WHAT YOU HAVE TO DO: Reproduce every record below exactly, with the pictures left out.

[Stored data entries]
------------------------

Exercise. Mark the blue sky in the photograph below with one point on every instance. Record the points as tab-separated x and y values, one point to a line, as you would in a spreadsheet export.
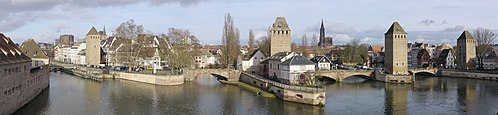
433	21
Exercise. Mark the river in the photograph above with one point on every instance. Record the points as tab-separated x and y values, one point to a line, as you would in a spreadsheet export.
206	96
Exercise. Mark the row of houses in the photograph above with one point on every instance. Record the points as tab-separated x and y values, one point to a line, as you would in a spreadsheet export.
144	51
423	55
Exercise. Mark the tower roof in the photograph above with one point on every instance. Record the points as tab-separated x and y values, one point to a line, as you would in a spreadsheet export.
93	31
280	24
395	29
466	35
322	27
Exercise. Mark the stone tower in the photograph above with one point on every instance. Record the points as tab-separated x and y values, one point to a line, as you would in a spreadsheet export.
396	59
280	36
93	39
322	33
466	51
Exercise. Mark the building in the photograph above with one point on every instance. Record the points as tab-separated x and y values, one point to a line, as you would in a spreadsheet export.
273	63
446	59
205	59
65	39
321	62
280	37
396	60
466	51
490	62
423	59
35	52
20	82
249	62
93	47
292	70
324	41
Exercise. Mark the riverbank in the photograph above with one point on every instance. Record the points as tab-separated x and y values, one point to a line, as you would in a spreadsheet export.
249	87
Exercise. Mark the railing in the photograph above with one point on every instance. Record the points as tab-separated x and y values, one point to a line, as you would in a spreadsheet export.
308	89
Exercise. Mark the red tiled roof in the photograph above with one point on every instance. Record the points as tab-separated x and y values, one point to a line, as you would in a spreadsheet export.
9	52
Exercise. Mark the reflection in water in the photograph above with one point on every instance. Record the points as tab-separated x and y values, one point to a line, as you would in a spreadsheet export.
206	96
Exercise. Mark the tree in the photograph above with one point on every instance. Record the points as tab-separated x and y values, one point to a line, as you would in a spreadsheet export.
230	43
251	41
314	43
354	52
294	47
485	38
129	30
304	46
264	45
183	49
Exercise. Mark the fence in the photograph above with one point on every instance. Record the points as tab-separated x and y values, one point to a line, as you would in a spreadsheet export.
284	86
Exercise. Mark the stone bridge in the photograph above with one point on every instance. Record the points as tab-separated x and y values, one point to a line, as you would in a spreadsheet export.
432	71
221	74
339	75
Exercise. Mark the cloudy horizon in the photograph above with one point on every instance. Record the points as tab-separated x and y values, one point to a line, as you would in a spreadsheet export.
429	21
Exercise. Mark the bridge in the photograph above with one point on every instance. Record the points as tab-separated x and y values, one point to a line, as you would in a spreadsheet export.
221	74
432	71
339	75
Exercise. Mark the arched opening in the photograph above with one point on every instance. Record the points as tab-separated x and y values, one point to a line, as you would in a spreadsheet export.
220	77
356	79
423	75
326	80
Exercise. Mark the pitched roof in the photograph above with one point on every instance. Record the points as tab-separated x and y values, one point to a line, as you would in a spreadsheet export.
249	56
465	35
376	48
395	29
493	55
9	52
297	60
280	24
32	49
317	59
444	53
93	31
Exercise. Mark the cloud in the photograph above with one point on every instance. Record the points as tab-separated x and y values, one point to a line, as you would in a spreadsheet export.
429	22
16	13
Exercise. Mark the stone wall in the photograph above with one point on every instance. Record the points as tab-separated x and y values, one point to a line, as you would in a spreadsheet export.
152	79
487	76
297	94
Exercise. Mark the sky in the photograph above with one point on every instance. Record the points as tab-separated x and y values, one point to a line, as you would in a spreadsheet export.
430	21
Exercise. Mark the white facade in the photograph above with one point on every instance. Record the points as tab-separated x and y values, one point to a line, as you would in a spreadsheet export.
274	65
252	63
292	73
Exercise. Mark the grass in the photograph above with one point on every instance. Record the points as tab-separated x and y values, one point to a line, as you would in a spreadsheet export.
249	87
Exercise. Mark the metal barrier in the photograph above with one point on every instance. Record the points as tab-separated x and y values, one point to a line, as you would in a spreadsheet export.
299	88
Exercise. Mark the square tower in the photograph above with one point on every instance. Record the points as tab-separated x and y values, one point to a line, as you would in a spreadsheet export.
280	36
396	50
466	51
93	53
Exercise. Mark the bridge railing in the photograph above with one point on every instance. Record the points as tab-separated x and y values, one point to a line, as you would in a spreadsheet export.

------------------------

RESULT BELOW:
Exercise. Mark the blue sky in the photograph below with one point on every instance. Record the points as tab-separated x and y values, one point to a line, as you would in a spreadsheet export.
433	21
Exercise. Mark the river in the photograph above with one point on every instance. Record the points as tab-separated x and y values, one point to a line, as you would in a spreadsheet export.
206	96
Exercise. Mark the row of houses in the photograph above with one point on every instance. Record the points as tab-separated x and y values, one point to a line, as you would in a spreadsheet export.
144	51
423	55
Exercise. Mark the tower roof in the photograph above with one point on every instance. Record the points as tab-separated x and y values, one point to a line, as you would in a spreadsheet export.
93	31
280	24
395	29
466	35
322	27
Exercise. Mark the stone tower in the photograph above with one point on every instance. Record the points as tab-separated x and y values, one point to a line, as you would in a spreadsheet export.
396	59
280	36
93	39
322	33
466	51
Exercise. Mark the building in the photograph above with one point on every instance. Record the points as tab-separated x and y values, one point to a line, as you would in a spreadsheet export.
273	63
446	59
205	59
65	39
321	62
280	37
396	60
466	51
490	62
423	59
35	52
20	82
249	62
93	47
292	70
324	41
Exercise. Mark the riverbank in the photograph above with one point on every instance. Record the points as tab-separated x and y values, one point to a line, as you would in a spreadsheet export.
249	87
Exercise. Mark the railing in the photograph above with one point on every instance. Record the points as tab-separated x and y values, one point to a line, as you would in a spreadsheet export.
308	89
Exercise. Mark the red tiled roof in the photograph above with one point on every instance. Record the points as tab-separated x and y values, one point to a line, as you would in a spreadsheet export.
9	52
Exercise. Mark the reflection in water in the photograph above with one point on every instance. Record the points as tab-separated x and y values, one point to a line, as you would in a spreadsheet export.
206	96
Exercise. Mark the tree in the photograph above with one point on every instance. Record the points as tab-separated x and y values, one point to a line, as you would in a spreadsheet export.
230	43
251	41
314	43
354	52
294	47
485	38
129	30
304	46
264	45
183	49
Exercise. Mark the fence in the photograph above with one point on every instance. Record the points as tab-separated x and y values, one point to a line, as you would in a spreadsheet export.
284	86
Exercise. Mark the stone bridge in the photograph above with one point on every instance. Record the points as tab-separated x and y values, one point to a line, as you would in a spreadsheet export.
432	71
221	74
339	75
Exercise. Mark the cloudy horizon in the photograph above with one point on every instance. Record the points as tab-separated x and y values, one point to a line, as you would in a spreadsheet export.
429	21
Exercise. Mark the bridge in the photograph above with one point on every instance. Record the points as tab-separated x and y values, one point to a line, as you would in a spreadsheet export.
221	74
432	71
339	75
Exercise. Mark the arched opening in the photograph above with one point on every instance. Record the points as tab-separated x and y values, one point to a line, as you would in a spreadsheet export.
220	77
356	79
423	75
326	80
Exercise. Mark the pitched roof in the photograph above with one point on every instance. Record the points as tab-separated x and y values, one point to a line, as you would in a spreadsheet export.
249	56
465	35
376	48
395	29
493	55
9	52
297	60
280	24
32	49
317	59
444	53
93	31
Exercise. Mark the cloud in the photograph above with one point on every instance. Record the points as tab-separated x and y values, one point to a line, as you would in a spreadsheet export.
429	22
16	13
Exercise. Mark the stone wall in the photograph above with one point on every instance. Record the points as tab-separated x and y values, one point to a line, as you would in a spreadsheet export.
152	79
487	76
297	94
Exercise. Mark the sky in the photograph above with one point on every instance. Record the points as tab-separated x and y values, one point to a line, as you would in a spreadsheet export.
430	21
Exercise. Mark the white facade in the photograph above with one point on every instance. Record the points as tab-separated x and y values, one point to a line, as you would in a spreadsheet export.
274	65
252	63
292	73
Exercise. Mark the grass in the photograph above with one point on every instance. Record the points as tab-separated x and y values, one point to a line, as you would in a spreadsheet export.
249	87
Exercise. Mark the metal barrier in the photograph above with one point on every instance. Record the points as tab-separated x and y values, one point to a line, as you would in a spreadsheet export.
299	88
Exercise. Mark the square tower in the photograph above with one point on every instance. Record the points as tab-separated x and y values, one point to a line, as you would in a spreadsheet export.
280	36
396	50
466	51
93	53
Exercise. Mark the bridge railing in the photograph above with one point on every instance. Record the points as tab-separated x and y values, one point to a line, as you would in a spreadsheet export.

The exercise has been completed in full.